▶ [YOUR TASK] Output the part of the European fintech article starting at "However, fintech financial" and ending at "in Latin America.", copied word for word.

▶ [PROVIDED TEXT]
----
Redacción | Sábado 27 de junio de 2026

(Vilnius).- In Europe, however, fintech penetration remains below 3% even as consumers trust digital platforms more than legacy banks. According to an investor, the next phase of European fintech growth will depend on startups that can build regulatory capability early and use AI to compete with better-funded incumbents. Last year, global fintech companies generated approximately $650 billion in revenues, representing a growth rate of about 21% year over year from 2024, according to a recent McKinsey report. Investment data by CB Insights shows that in Q1 of this year, fintech deal value was $12,1 billion, up 3,7% year on year, with the US capturing 47% of deals, while Europe accounted for around 21%.



According to Daiva Rakauskaitė, Managing Partner at a VC firm Aneli Capital, despite global growth, the European fintech market remains underutilized.

A McKinsey consumer survey across European countries shows that consumers trust fintech companies and digital banks more than traditional banks for the first time, and see fintechs as more innovative, more transparent on fees, and better value overall.

However, fintech financial services still represent only a fraction of the broader financial market. In Europe, the fintech sector has remained smaller, with 2.6% market penetration, compared to 3% in Asia and 8% in Latin America.

Rakauskaitė notes that European fintechs often lag behind due to fragmented national markets, stronger incumbent banks, lower access to capital, and regulation.
----
[Stored dataset items]
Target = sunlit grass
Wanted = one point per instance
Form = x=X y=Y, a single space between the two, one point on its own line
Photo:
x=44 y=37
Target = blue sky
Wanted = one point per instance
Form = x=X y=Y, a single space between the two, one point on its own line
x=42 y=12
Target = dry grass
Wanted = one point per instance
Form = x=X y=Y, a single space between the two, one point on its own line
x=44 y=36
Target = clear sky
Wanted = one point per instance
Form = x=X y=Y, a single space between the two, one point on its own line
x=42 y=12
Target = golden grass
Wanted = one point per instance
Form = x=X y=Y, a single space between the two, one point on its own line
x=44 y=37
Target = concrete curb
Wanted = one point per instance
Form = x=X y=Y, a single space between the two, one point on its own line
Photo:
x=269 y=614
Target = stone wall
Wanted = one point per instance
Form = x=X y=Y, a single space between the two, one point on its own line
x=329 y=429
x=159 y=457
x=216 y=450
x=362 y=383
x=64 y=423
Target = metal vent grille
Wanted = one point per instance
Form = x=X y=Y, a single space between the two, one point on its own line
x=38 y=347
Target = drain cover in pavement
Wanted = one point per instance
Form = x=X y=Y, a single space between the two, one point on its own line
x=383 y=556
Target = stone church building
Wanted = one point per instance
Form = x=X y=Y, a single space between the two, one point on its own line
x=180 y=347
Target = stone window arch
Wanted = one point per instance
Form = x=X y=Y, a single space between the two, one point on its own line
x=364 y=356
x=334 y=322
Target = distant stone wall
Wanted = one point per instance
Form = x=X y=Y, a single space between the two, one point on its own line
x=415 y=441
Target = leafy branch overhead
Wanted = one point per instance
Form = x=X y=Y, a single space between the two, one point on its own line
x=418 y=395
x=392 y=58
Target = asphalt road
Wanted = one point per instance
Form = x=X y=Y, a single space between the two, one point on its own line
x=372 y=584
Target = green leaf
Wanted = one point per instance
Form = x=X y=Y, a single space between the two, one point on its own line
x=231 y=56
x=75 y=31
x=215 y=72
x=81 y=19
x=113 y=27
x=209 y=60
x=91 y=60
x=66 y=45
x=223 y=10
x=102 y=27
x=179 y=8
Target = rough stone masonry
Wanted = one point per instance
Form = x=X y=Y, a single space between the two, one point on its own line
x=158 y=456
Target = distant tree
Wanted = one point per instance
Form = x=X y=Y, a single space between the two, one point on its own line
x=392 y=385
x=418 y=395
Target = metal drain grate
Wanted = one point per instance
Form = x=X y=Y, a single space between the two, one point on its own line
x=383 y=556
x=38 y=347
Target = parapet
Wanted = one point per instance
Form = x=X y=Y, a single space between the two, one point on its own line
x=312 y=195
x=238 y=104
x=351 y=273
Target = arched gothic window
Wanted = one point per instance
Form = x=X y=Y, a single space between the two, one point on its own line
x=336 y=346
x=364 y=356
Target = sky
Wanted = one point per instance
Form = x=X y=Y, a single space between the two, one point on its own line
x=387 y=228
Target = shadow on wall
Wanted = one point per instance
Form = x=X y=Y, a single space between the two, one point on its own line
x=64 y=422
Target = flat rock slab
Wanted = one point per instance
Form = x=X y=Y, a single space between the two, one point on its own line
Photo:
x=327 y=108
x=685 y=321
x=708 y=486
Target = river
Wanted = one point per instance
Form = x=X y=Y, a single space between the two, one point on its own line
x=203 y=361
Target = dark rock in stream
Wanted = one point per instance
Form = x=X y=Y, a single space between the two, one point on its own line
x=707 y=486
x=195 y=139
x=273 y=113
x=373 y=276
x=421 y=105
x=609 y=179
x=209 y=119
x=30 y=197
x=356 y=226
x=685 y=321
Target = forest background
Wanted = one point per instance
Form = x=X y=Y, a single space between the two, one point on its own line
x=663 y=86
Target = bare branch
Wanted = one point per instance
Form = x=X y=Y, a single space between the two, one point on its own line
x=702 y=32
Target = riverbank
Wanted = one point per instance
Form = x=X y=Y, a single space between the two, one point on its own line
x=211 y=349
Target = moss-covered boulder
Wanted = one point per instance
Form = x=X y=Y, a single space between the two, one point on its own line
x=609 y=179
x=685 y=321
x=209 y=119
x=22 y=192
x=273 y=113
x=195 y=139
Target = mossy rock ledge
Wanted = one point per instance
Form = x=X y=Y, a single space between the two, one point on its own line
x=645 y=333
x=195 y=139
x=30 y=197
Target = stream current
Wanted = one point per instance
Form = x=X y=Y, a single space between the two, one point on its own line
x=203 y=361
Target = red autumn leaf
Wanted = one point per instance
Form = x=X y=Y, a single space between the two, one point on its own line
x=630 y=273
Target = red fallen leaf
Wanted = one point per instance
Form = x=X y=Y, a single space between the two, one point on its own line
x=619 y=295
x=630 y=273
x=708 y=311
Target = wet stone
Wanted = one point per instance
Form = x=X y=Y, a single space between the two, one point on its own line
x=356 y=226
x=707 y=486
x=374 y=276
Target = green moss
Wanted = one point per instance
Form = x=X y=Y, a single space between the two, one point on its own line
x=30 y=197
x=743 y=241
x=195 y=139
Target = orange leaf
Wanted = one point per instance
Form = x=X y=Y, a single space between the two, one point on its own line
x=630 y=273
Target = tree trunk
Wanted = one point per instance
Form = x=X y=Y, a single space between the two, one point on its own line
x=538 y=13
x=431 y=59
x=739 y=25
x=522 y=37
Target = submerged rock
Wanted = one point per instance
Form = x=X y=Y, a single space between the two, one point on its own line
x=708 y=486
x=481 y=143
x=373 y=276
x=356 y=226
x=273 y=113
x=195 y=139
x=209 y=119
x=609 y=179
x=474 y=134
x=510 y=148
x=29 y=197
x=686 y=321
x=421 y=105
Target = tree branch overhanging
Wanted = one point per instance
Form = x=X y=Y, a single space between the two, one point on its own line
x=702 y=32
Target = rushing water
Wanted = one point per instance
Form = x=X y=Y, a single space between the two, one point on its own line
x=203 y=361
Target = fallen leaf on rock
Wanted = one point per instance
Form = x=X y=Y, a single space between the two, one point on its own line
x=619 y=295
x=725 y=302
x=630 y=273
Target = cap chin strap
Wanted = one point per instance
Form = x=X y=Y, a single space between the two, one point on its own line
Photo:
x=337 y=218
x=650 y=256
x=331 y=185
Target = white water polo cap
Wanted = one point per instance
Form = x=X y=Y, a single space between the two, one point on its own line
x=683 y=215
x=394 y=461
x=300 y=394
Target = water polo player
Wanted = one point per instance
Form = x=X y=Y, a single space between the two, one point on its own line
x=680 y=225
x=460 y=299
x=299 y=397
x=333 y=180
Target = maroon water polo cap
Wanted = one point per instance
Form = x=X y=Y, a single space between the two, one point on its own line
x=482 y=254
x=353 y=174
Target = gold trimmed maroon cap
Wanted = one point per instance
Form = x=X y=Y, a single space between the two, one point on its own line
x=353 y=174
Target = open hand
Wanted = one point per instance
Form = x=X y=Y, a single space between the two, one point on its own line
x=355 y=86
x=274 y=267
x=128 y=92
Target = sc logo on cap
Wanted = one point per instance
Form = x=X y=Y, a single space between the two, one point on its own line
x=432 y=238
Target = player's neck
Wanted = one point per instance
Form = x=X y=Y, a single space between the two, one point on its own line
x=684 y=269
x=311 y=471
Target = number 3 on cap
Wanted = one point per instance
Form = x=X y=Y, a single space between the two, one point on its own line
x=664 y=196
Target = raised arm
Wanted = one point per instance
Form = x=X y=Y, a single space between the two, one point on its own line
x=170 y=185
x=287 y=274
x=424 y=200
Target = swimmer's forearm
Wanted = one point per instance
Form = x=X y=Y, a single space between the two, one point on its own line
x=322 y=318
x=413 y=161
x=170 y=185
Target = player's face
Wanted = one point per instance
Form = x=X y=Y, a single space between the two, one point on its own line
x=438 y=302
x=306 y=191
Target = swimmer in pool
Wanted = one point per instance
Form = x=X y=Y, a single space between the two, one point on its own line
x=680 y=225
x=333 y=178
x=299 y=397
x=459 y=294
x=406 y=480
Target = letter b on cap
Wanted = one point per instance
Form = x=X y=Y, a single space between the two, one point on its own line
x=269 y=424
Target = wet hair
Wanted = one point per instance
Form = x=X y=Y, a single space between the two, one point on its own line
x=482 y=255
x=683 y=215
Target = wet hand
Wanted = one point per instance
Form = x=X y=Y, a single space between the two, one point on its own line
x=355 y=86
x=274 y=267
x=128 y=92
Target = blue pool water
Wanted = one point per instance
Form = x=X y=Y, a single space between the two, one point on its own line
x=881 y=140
----
▶ [THE COMPLETED TASK]
However, fintech financial services still represent only a fraction of the broader financial market. In Europe, the fintech sector has remained smaller, with 2.6% market penetration, compared to 3% in Asia and 8% in Latin America.